→ EXTRACTED RECORDS:
╔══

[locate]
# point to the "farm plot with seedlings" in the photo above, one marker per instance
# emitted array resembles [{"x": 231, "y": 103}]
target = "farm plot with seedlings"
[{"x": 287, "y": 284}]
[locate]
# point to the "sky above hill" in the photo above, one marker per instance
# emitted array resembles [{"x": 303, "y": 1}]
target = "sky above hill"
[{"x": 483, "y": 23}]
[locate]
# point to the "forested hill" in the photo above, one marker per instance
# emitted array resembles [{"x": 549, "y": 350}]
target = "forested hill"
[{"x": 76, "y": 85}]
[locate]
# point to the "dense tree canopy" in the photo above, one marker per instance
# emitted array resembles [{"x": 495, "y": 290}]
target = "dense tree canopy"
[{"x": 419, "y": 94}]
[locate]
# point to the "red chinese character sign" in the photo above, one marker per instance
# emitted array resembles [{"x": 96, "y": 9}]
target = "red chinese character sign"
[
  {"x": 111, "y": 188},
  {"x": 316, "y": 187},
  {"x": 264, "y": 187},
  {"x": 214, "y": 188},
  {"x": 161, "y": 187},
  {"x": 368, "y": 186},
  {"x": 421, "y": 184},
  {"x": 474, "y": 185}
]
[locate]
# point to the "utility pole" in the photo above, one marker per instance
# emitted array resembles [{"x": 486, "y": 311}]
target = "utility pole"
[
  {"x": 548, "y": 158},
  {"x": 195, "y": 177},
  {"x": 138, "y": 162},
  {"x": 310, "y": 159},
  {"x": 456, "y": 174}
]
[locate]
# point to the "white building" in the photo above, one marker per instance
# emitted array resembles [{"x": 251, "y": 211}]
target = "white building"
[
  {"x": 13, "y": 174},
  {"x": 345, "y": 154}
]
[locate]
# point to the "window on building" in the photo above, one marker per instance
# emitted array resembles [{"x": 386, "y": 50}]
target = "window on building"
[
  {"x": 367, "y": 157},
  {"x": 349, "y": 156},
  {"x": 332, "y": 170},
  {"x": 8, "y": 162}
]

╚══

→ WHAT THE TASK REQUIRES:
Transcribe every entry verbatim.

→ FULL OUTPUT:
[locate]
# point to the "farm plot with seedlings" in the photo above, one marker per instance
# emitted array resembles [{"x": 231, "y": 103}]
target = "farm plot with seedlings"
[{"x": 287, "y": 284}]
[locate]
# point to the "sky above hill" in the photo above, one marker per instance
# emitted array resembles [{"x": 303, "y": 1}]
target = "sky above hill"
[{"x": 483, "y": 23}]
[locate]
# point to the "forested hill" in the photo above, one marker per instance
# emitted array resembles [{"x": 549, "y": 350}]
target = "forested hill"
[{"x": 76, "y": 85}]
[locate]
# point to the "dense tree canopy" in the photo above, one marker per instance
# emitted array resembles [{"x": 495, "y": 290}]
target = "dense tree canopy"
[{"x": 419, "y": 94}]
[locate]
# point to the "red chinese character sign" in the photo above, one marker per instance
# emitted array resembles [{"x": 96, "y": 9}]
target = "red chinese character sign"
[
  {"x": 111, "y": 188},
  {"x": 316, "y": 187},
  {"x": 264, "y": 187},
  {"x": 214, "y": 188},
  {"x": 161, "y": 187},
  {"x": 368, "y": 186},
  {"x": 421, "y": 184},
  {"x": 474, "y": 185}
]
[locate]
# point to the "utility pole" in the photo above, one marker per instance
# emitted array resembles [{"x": 486, "y": 311}]
target = "utility pole"
[
  {"x": 548, "y": 158},
  {"x": 195, "y": 177},
  {"x": 138, "y": 162},
  {"x": 310, "y": 159},
  {"x": 456, "y": 174}
]
[locate]
# point to the "white building" in the photo above, one marker per instance
# emitted array resembles [{"x": 251, "y": 211}]
target = "white building"
[
  {"x": 13, "y": 174},
  {"x": 345, "y": 154}
]
[locate]
# point to the "window on building" in the photo above, one marker per instance
# emitted array resembles [{"x": 386, "y": 50}]
target = "window on building"
[
  {"x": 367, "y": 157},
  {"x": 349, "y": 156},
  {"x": 332, "y": 170},
  {"x": 8, "y": 162}
]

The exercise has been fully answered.